_目标_.
把人口统计学表格这篇文档中从“目的:如何生成如下图所示的人口统计学的表格”开始、到“4、如何在不同变量之间添加空行(如体重和性别之间用空行分割)?”结束的部分再写一遍,并把其中的“空行”换成“空白行”。

目的:如何生成如下图所示的人口统计学的表格
要点:
1、连续型变量(基线体重、基线身高等)需要展示例数、均值、中位值、最小值、最大值;离散型变量(性别、民族等)需要展示例数和百分比。这些统计量如何计算?
2、统计量需要保留几位小数?
3、如何令前3个剂量组、后5个剂量组分别属于共同的列名SC(肌肉注射)和IV(静脉滴注)?
4、如何在不同变量之间添加空行(如体重和性别之间用空行分割)?
步骤:
1、整合数据集,得到需要的变量:各受试者的组别、体重、性别;
/*1-rawdata*/
data dm1;
merge dm rand wt(where=(visit='D-1'));
by subjid;
keep subjid sex weight grpn;
run;
/*2-generate total column*/
data dm2;
set dm1;
ouput;
grpn=9;
output;
run;
/*3-counts number of every group*/
proc sql noprint;
select count(*) into:n1-:n9
group by grpn;
quit;
/*4-builds relation between grpn and &nx.*/
proc format;
value total;
1 = &n1.
2 = &n2.
3 = &n3.
4 = &n4.
5 = &n5.
6 = &n6.
7 = &n7.
8 = &n8.
9 = &n9.;
run;
data dm3;
set dm2;
var1='weight';/*the purpose for merging statistics with maxlen*/
total=input(put(grpn,&total.),best.);
if find(weight,'.') then len1=length(scan(weight,2,'.'));
else len1=0;
/*5-generates different output format according to types of statistics:maxumum decimal places 4*/
proc sql noprint;
create table maxlen1 as
select "weight" as var1, max(len1) as maxl,
/*for medium, mean*/
case when (calculated maxl le 3) then
strip(put(8 + 0.1*(calculated maxl + 1),best.))
else strip(put(8 + 0.1*4,best.)) as maxl1,
/*for std*/
case when (calculated maxl le 2) then
strip(put(8 + 0.1*(calculated maxl + 2),best.))

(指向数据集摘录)
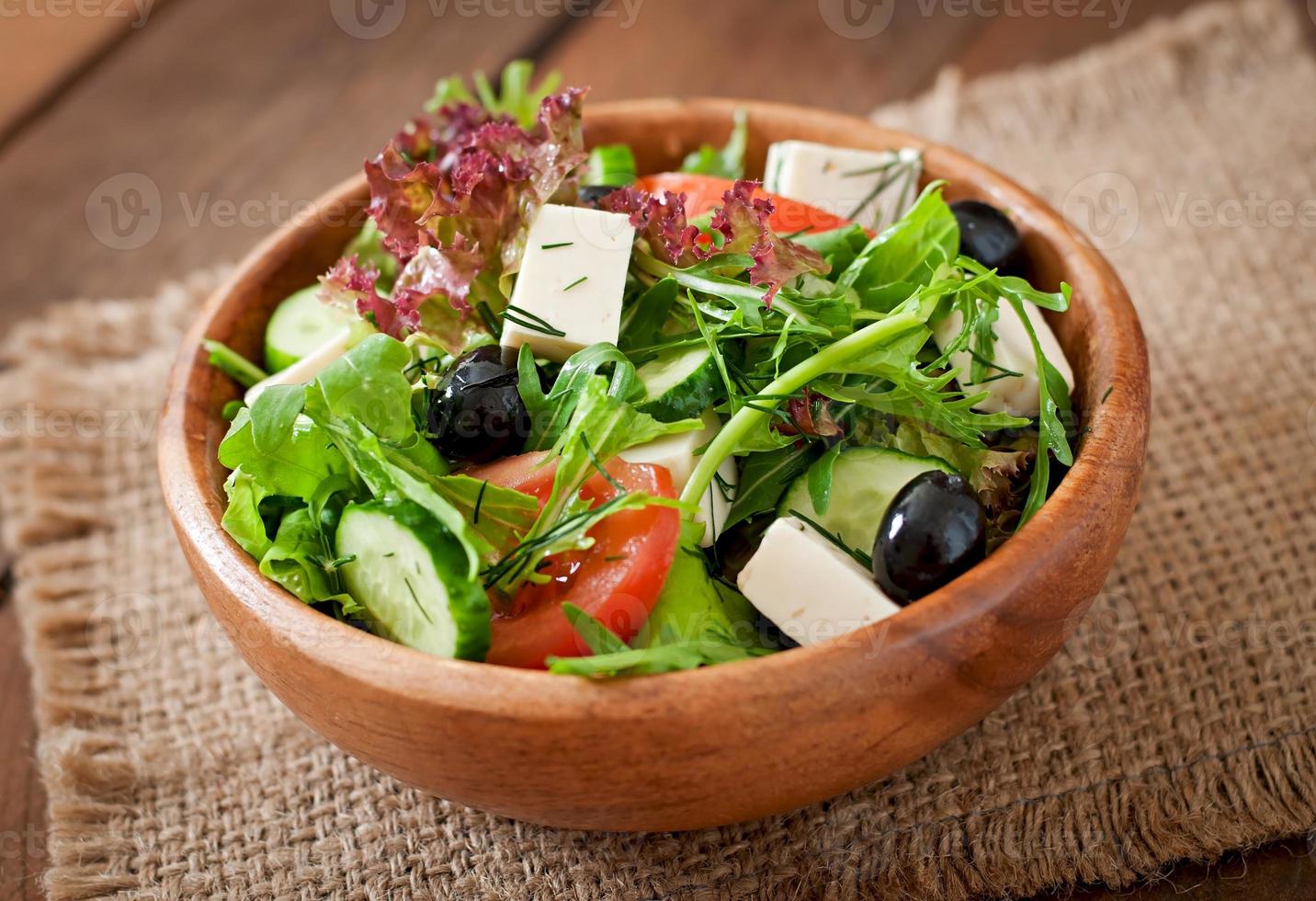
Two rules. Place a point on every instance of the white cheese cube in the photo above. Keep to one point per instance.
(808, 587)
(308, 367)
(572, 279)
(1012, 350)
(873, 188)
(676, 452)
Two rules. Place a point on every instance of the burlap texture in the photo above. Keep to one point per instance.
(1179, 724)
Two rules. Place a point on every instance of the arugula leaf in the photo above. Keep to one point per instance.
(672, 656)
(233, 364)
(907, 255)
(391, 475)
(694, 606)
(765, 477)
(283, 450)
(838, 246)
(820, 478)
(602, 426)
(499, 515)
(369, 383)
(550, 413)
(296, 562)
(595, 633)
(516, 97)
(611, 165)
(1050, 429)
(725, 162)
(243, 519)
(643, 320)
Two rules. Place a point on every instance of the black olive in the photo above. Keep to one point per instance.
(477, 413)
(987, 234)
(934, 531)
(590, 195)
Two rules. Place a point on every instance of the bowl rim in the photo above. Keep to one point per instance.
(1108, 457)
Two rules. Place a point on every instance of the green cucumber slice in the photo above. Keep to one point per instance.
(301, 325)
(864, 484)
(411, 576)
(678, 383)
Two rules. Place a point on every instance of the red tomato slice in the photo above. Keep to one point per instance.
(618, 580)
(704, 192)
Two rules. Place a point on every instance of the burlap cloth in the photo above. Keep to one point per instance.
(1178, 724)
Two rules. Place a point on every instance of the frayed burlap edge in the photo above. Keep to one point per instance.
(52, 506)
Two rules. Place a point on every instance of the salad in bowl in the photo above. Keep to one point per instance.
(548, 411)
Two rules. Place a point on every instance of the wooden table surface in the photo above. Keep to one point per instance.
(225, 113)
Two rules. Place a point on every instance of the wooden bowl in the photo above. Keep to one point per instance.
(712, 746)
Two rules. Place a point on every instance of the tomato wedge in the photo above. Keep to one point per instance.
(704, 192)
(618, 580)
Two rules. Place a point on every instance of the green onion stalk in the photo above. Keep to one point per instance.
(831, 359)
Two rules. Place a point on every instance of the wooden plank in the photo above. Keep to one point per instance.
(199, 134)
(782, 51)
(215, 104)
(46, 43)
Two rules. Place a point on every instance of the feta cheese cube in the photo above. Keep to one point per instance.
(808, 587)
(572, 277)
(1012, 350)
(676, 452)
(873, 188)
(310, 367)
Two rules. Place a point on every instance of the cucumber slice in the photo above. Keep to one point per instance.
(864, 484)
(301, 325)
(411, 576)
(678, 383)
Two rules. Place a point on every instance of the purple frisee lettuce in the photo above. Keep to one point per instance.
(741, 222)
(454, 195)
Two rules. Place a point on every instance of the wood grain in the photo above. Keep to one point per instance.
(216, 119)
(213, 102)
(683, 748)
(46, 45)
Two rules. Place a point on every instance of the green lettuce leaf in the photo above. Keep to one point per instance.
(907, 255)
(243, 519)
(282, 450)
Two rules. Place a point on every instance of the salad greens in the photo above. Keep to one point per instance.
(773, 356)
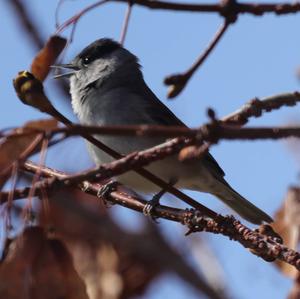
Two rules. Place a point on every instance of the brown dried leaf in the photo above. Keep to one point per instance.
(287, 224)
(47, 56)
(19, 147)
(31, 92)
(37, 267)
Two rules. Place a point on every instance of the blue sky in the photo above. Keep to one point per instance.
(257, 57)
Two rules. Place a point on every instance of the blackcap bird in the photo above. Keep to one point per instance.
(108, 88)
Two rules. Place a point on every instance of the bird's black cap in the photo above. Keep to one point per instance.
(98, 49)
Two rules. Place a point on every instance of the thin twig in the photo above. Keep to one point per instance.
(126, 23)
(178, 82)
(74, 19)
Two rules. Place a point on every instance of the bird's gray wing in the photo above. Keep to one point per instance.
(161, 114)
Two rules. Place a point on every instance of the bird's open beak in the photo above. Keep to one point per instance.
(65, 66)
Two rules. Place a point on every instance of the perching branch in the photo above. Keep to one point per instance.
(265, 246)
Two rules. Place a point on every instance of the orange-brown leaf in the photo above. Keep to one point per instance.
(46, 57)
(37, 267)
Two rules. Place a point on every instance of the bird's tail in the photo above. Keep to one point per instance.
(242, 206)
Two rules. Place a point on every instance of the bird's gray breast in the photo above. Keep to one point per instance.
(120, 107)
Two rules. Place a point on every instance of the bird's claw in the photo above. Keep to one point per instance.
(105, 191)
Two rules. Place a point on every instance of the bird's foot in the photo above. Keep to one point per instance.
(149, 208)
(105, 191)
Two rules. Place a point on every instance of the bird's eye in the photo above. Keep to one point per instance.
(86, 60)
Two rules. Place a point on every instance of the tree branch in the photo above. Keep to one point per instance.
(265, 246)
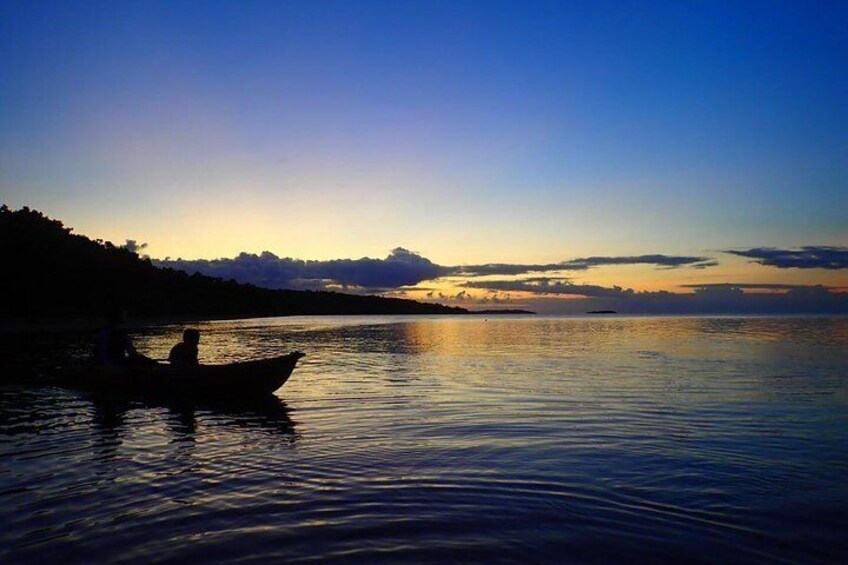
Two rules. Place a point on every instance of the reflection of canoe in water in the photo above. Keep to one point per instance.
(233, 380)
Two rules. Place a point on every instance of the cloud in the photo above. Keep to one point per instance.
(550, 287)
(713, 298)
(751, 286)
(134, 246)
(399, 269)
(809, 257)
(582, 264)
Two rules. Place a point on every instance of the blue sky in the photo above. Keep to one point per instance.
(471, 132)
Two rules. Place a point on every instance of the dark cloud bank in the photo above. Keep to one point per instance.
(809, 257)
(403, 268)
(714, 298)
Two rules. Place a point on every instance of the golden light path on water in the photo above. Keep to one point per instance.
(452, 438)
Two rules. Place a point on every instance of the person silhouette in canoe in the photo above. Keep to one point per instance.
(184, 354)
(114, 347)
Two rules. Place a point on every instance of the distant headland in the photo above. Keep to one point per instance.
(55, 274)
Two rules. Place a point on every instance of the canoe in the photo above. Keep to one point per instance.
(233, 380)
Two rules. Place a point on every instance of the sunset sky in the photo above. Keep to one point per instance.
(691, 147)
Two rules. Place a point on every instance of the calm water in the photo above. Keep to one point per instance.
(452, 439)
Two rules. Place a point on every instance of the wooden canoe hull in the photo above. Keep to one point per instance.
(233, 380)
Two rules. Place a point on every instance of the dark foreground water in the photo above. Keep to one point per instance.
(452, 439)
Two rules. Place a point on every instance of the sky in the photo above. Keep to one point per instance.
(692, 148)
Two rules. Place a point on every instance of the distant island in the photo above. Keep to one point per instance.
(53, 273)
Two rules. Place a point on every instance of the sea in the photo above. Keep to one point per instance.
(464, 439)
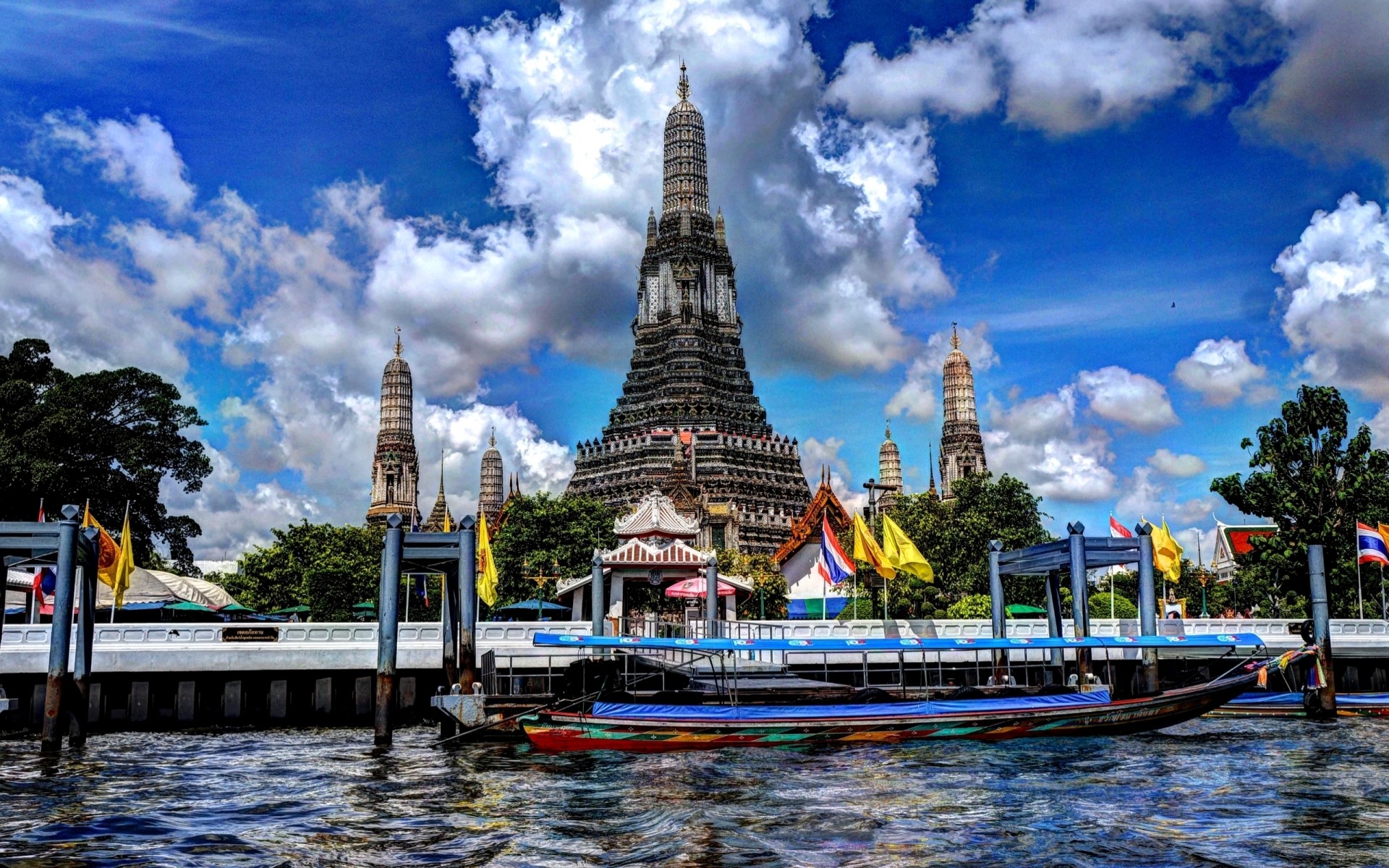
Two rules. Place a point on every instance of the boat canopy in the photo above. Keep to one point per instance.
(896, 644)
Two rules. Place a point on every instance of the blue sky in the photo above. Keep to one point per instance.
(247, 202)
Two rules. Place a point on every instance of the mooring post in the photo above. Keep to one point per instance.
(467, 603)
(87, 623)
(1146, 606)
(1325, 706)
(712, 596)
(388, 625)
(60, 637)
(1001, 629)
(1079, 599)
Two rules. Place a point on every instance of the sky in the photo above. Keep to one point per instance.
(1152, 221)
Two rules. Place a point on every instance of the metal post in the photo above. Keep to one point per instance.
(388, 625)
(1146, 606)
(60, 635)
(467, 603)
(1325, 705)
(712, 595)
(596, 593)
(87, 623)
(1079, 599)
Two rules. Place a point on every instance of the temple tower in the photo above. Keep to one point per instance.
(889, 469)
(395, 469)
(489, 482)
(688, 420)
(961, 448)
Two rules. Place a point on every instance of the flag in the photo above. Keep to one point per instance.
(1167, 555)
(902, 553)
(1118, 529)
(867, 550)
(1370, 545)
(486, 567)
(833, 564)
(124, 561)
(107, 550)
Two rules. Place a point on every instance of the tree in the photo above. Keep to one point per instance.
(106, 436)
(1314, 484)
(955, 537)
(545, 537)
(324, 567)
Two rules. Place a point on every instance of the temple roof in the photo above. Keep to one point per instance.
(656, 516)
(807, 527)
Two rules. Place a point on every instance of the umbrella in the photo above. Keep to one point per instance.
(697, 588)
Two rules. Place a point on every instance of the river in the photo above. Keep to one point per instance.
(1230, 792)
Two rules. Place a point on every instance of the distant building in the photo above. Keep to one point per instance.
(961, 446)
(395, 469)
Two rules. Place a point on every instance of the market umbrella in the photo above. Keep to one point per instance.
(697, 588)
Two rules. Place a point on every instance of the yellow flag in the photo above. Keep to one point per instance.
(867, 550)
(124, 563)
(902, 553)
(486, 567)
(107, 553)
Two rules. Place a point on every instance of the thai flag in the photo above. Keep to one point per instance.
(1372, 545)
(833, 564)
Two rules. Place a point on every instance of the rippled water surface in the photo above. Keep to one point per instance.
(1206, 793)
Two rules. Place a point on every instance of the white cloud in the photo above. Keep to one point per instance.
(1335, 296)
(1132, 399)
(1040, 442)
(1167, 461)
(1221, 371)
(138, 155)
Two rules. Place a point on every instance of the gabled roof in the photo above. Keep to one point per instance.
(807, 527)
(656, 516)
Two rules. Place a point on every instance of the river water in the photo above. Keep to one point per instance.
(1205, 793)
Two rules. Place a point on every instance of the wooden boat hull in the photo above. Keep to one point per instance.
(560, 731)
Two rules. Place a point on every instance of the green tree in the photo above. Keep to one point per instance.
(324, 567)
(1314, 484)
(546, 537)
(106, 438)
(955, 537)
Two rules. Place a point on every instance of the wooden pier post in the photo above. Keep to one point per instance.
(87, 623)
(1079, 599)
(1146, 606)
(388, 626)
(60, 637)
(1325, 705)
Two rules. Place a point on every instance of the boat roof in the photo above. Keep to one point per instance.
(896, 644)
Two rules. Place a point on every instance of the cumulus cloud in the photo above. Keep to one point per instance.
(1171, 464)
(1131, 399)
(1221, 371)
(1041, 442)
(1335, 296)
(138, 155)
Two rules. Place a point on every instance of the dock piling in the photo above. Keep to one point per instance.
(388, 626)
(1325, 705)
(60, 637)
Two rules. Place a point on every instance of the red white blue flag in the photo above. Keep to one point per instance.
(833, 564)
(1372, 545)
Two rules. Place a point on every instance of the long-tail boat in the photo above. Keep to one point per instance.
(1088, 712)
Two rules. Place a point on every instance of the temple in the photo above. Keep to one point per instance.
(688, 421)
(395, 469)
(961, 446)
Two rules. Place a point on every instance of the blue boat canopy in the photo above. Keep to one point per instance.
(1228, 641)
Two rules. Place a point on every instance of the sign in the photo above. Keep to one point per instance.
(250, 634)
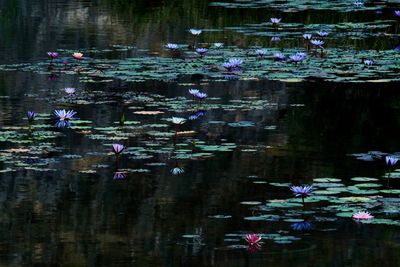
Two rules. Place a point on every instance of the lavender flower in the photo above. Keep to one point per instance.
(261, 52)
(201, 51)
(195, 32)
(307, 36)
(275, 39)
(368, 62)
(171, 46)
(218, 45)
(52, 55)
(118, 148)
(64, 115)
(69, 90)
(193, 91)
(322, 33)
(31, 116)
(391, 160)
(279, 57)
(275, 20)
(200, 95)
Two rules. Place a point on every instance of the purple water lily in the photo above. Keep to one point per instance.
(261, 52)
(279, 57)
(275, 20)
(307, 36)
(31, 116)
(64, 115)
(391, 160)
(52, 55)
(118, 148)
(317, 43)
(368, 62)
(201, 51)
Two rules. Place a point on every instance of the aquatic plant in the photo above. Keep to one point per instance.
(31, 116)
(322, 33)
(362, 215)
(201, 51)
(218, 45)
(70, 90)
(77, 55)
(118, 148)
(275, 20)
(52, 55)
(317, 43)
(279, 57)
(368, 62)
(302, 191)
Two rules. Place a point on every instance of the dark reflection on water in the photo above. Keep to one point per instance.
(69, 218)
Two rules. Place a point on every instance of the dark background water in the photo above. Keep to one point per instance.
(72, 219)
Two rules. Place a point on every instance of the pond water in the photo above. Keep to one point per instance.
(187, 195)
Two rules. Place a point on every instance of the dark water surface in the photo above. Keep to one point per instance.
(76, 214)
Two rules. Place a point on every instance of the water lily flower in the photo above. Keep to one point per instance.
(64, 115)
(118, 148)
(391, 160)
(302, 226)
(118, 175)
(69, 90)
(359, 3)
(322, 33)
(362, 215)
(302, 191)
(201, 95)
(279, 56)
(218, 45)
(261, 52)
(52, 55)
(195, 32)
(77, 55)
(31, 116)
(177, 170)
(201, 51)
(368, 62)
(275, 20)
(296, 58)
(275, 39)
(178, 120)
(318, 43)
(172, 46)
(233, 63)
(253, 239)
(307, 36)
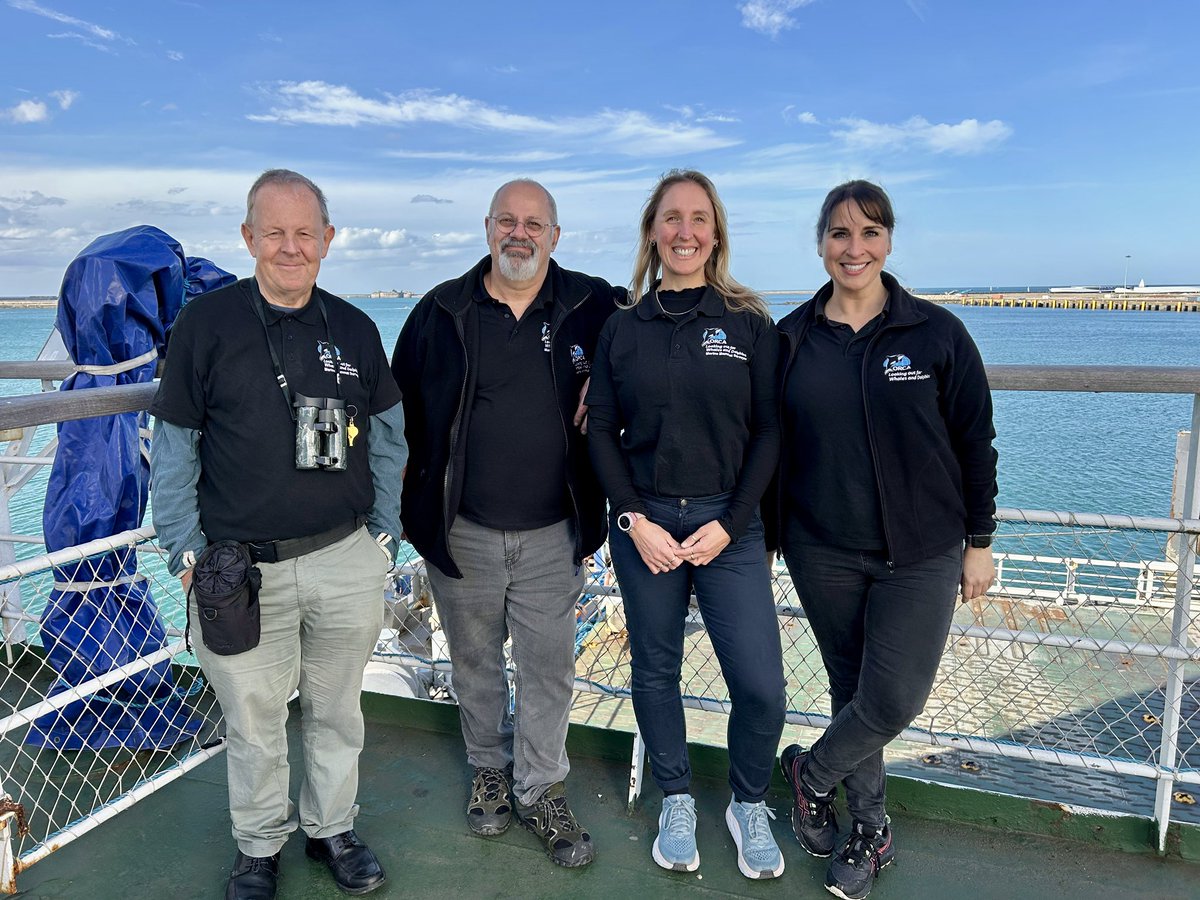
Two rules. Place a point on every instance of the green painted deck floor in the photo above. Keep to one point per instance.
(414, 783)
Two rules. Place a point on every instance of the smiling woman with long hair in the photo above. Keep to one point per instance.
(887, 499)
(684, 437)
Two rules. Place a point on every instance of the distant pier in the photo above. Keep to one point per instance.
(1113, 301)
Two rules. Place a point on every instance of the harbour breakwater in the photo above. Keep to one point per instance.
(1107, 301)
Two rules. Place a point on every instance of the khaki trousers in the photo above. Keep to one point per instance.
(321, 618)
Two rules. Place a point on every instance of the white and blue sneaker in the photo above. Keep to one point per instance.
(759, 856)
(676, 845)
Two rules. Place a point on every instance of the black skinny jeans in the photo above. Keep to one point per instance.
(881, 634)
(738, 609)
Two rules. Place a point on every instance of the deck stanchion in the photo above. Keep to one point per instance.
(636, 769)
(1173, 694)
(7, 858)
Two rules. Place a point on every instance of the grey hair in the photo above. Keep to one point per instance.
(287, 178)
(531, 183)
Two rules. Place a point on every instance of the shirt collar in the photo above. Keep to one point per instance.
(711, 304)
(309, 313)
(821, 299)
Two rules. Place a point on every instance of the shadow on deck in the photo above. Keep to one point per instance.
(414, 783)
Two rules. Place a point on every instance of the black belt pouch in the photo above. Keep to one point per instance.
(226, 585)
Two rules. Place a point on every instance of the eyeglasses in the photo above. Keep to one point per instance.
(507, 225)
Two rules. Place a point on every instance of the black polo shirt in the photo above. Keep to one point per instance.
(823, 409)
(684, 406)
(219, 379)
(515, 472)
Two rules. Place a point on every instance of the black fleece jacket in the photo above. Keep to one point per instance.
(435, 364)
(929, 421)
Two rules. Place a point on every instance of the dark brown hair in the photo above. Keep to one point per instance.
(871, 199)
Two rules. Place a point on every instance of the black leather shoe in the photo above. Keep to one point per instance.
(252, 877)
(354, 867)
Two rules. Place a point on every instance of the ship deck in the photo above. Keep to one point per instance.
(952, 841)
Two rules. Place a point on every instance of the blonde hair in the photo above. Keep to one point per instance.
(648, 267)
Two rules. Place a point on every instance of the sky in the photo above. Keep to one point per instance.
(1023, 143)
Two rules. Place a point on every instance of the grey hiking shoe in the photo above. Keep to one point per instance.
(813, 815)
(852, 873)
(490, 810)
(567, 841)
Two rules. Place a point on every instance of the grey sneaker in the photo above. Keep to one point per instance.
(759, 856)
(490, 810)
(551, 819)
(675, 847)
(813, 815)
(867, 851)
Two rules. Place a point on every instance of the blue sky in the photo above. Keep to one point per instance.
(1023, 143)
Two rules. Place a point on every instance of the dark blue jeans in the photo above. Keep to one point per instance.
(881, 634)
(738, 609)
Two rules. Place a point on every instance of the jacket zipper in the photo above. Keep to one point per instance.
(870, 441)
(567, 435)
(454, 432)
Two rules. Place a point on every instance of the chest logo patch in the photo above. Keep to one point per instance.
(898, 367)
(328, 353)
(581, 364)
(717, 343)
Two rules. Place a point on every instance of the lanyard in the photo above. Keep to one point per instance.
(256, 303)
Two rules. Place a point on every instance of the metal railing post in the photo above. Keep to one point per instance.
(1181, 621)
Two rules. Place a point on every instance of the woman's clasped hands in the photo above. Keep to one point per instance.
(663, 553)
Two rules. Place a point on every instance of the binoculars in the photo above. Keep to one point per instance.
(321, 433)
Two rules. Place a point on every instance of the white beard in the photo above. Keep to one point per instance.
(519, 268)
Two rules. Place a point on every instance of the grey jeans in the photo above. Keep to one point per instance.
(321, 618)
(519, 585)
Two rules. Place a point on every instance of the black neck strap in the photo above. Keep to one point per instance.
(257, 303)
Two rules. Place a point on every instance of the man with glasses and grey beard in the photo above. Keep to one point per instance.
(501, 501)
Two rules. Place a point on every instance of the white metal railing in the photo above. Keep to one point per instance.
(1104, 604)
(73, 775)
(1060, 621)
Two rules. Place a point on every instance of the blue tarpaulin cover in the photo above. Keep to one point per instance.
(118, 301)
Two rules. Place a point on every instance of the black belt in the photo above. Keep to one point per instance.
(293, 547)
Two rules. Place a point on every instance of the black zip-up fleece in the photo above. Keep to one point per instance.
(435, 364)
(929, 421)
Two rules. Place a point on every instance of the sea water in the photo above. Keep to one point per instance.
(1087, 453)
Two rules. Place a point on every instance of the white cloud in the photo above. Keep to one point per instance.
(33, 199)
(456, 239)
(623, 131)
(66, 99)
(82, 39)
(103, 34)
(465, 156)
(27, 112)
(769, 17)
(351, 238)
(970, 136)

_练习答案_.
目的:如何生成如下图所示的人口统计学的表格
要点:
1、连续型变量(基线体重、基线身高等)需要展示例数、均值、中位值、最小值、最大值;离散型变量(性别、民族等)需要展示例数和百分比。这些统计量如何计算?
2、统计量需要保留几位小数?
3、如何令前3个剂量组、后5个剂量组分别属于共同的列名SC(肌肉注射)和IV(静脉滴注)?
4、如何在不同变量之间添加空白行(如体重和性别之间用空白行分割)?